--- Document text ---

Seeking More Guidance, Self-Directed Investors Turn to Robots, J.D. Power Study Finds
Millennials in Canada Have Strong Interest in Robo-Advisors
TORONTO: 26 Sept. 2016 — As many current self-directed investors show a strong interest in receiving more guidance from their firms, robo-advisors may provide a viable, low-cost alternative to going it alone or working with a traditional full-service advisor, according to the J.D. Power 2016 Canadian Self-Directed Investor Satisfaction Study,SM released today.
Robo-advisors provide automated portfolio management services at a relatively low cost. While several firms already offer such services, there still is limited investor awareness and understanding of this alternative.
“The robo-advisor market in Canada is still relatively small, but there are a number of factors likely to drive continued growth,” said Mike Foy, director of the wealth management practice at J.D. Power. “Millennials are now the largest segment of the workforce and are not only more comfortable than their parents with technology-based solutions, but they are also more likely to be looking for guidance as they accumulate wealth and their financial lives become more complex.”
According to study findings, the appeal of robo-advisors is highest among Millennial investors, 66% of whom indicate they would be interested in robo-advice if their firm offered it, compared with 54% of all investors. The percentage of Millennials who indicate they have actually used a robo-advisor is nearly double that of the overall market (11% vs. 6%, respectively), and among those Millennials who have used a robo-advisor, 54% are either equally satisfied or more satisfied with their robo-advisor experience as they are with their primary self-directed firm.
The study also finds that despite all the attention on Canada’s Client Relationship Management (CRM2) regulatory initiative to drive investor transparency, little-to-no progress is evident in terms of increasing investor understanding of fees.

---

Take the news release on self-directed investors and robo-advisors further, starting right after its final sentence. The recorded data that comes next plays no part in the work here.

--- Information given ---

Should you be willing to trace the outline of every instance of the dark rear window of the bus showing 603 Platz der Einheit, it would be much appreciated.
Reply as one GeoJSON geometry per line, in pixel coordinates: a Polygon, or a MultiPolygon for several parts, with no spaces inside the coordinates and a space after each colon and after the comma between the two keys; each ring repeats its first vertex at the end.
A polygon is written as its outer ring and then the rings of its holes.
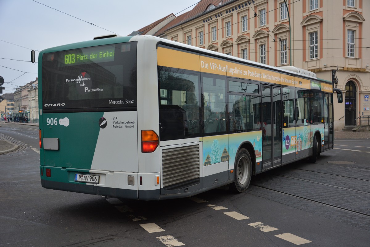
{"type": "Polygon", "coordinates": [[[128,42],[43,54],[43,109],[136,107],[136,48],[128,42]]]}

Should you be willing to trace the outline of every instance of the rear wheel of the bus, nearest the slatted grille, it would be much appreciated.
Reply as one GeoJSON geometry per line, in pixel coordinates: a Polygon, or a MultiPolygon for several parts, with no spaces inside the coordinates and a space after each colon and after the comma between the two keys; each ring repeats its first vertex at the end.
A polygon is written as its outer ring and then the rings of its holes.
{"type": "Polygon", "coordinates": [[[250,183],[252,177],[252,159],[245,148],[241,148],[235,159],[234,183],[231,188],[234,191],[244,192],[250,183]]]}

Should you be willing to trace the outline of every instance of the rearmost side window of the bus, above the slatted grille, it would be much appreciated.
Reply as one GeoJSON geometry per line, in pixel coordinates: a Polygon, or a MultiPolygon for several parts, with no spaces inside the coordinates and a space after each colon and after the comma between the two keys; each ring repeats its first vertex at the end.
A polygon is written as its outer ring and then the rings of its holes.
{"type": "Polygon", "coordinates": [[[161,140],[200,136],[201,100],[199,81],[196,73],[190,73],[182,69],[159,67],[161,140]],[[168,117],[173,119],[167,119],[168,117]]]}

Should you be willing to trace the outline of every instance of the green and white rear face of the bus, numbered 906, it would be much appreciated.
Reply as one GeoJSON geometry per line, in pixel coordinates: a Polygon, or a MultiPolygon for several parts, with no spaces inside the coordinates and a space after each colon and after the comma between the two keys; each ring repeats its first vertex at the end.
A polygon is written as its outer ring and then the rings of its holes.
{"type": "Polygon", "coordinates": [[[138,199],[137,41],[129,40],[40,52],[44,188],[138,199]]]}

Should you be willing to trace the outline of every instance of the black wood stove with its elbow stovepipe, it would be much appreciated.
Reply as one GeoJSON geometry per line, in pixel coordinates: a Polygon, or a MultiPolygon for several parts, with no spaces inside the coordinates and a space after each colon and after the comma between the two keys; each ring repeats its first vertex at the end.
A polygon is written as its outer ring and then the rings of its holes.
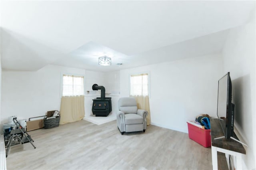
{"type": "Polygon", "coordinates": [[[100,97],[93,99],[92,113],[96,117],[107,117],[112,111],[111,97],[105,97],[105,87],[98,86],[97,84],[92,85],[92,90],[101,90],[100,97]]]}

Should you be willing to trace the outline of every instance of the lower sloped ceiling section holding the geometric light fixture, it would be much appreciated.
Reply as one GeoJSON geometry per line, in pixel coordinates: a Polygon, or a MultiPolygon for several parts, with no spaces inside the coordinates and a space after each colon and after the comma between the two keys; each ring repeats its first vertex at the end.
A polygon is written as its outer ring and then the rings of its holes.
{"type": "Polygon", "coordinates": [[[89,42],[72,51],[70,55],[56,60],[53,64],[97,71],[114,71],[188,57],[220,53],[228,32],[229,30],[224,30],[130,56],[114,51],[108,47],[104,47],[95,42],[89,42]],[[112,58],[111,66],[98,65],[98,57],[104,55],[112,58]],[[117,63],[123,63],[123,65],[116,65],[117,63]]]}

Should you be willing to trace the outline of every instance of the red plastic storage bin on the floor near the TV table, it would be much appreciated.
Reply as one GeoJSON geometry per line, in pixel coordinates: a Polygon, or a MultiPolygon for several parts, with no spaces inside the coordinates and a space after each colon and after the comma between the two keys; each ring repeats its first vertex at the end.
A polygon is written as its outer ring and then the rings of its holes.
{"type": "Polygon", "coordinates": [[[210,129],[203,129],[188,123],[188,137],[206,148],[211,146],[210,132],[210,129]]]}

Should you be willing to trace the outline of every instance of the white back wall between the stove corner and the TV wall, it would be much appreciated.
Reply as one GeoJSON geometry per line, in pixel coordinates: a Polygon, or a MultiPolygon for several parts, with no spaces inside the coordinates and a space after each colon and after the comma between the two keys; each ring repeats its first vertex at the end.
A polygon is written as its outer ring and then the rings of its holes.
{"type": "Polygon", "coordinates": [[[152,125],[188,132],[186,121],[204,113],[216,116],[220,55],[121,70],[121,97],[129,96],[129,74],[143,71],[150,71],[152,125]]]}

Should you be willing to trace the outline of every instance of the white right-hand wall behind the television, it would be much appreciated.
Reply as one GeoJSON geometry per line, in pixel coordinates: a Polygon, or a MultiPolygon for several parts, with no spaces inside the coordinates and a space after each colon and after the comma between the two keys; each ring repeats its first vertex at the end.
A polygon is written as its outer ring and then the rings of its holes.
{"type": "Polygon", "coordinates": [[[224,73],[230,71],[232,103],[235,104],[234,127],[245,146],[244,169],[255,169],[256,117],[255,117],[255,11],[250,22],[230,30],[223,48],[224,73]]]}

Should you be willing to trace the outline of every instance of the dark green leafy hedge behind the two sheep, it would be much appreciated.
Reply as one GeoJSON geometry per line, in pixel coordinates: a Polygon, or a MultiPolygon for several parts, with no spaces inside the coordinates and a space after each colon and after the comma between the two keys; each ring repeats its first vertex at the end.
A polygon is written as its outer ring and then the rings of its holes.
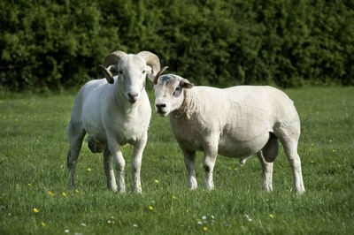
{"type": "Polygon", "coordinates": [[[115,49],[196,84],[354,84],[354,4],[290,0],[1,1],[0,87],[81,86],[115,49]]]}

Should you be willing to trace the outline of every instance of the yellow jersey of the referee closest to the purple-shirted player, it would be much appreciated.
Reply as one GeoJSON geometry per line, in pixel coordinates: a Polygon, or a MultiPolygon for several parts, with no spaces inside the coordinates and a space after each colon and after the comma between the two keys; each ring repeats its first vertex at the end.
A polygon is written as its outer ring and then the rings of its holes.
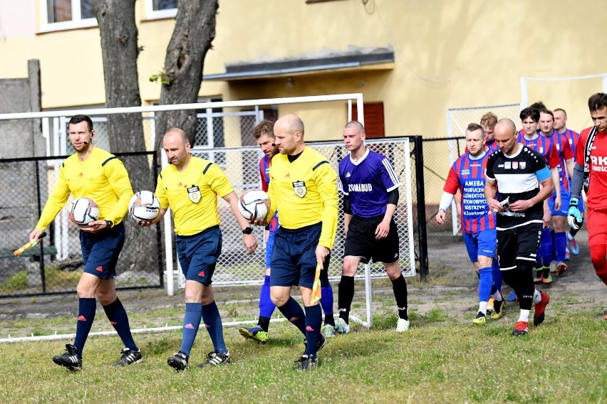
{"type": "Polygon", "coordinates": [[[322,222],[320,245],[333,248],[337,230],[337,174],[325,156],[306,146],[295,161],[276,154],[270,166],[269,215],[279,212],[280,225],[299,229],[322,222]]]}

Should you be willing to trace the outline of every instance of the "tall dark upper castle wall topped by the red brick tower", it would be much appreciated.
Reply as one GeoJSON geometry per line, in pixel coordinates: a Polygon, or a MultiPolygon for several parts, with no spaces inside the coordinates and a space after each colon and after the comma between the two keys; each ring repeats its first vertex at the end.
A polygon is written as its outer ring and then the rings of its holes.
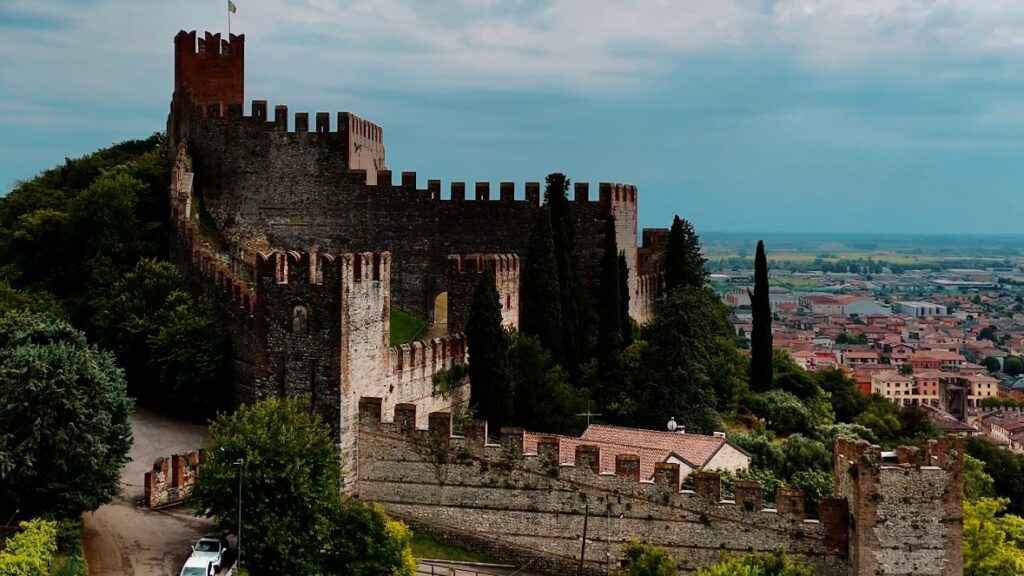
{"type": "MultiPolygon", "coordinates": [[[[175,38],[181,83],[168,134],[172,146],[187,142],[194,189],[218,234],[237,245],[300,252],[389,251],[393,301],[422,318],[447,289],[450,254],[523,254],[541,205],[539,182],[527,182],[522,197],[515,184],[502,182],[497,198],[489,182],[475,182],[468,194],[465,182],[452,182],[442,198],[440,180],[421,188],[415,172],[402,172],[400,182],[393,181],[384,164],[383,130],[350,113],[316,113],[312,129],[309,114],[295,114],[293,121],[284,106],[274,107],[271,118],[265,100],[253,100],[246,116],[243,92],[233,87],[244,41],[209,33],[175,38]],[[219,52],[210,50],[214,45],[219,52]],[[230,89],[222,95],[225,85],[230,89]]],[[[604,182],[596,199],[590,188],[577,182],[569,193],[584,280],[595,286],[602,223],[613,217],[635,291],[636,187],[604,182]]],[[[631,314],[651,316],[632,301],[631,314]]]]}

---

- Response to this exercise -
“The needle really hasn’t moved in five years,” Foy said. “In 2012, only 39% of self-directed investors said they completely understood the fees they were paying, and in 2016 it’s still 39%. Increased disclosure does not automatically create transparency. Firms need to ensure they are explaining information effectively, as we see a very strong correlation between understanding and satisfaction when it comes to fees.”
Following are additional findings of the 2016 study:
- Millennials Seeking Guidance: Among Millennial self-directed investors, 37% indicate they also have a secondary full-service investment account, compared with 24% of Boomers. Among Millennial who do not, 21% say they expect to need one in the future. They are also much more likely to use planning tools and attend educational seminars.
- Satisfaction Drives Referrals as Well as Loyalty: On average, investors in the mid-range of satisfaction (overall satisfaction scores of 700-799) make 1.3 net positive comments about their firm, while those in a higher range of satisfaction (800-899) more than double that at 2.7 net positive comments. Referrals double again among those in a satisfaction tier above 900, making an average of 5.2 net positive comments.
- Cross-Channel Opportunity: If dissatisfied with their fees, 59% of Millennials indicate they would switch from a full-service advisor to a self-directed provider, compared with 49% of Boomers who say the same.
National Bank Direct Brokerage ranks highest in self-directed investor satisfaction for a second consecutive year, with a score of 774 (on a 1,000-point scale), and performs particularly well in the interaction, account information and product offering factors. Following in the rankings are BMO InvestorLine (762), CIBC Investor’s Edge (751) and RBC Direct Investing (751).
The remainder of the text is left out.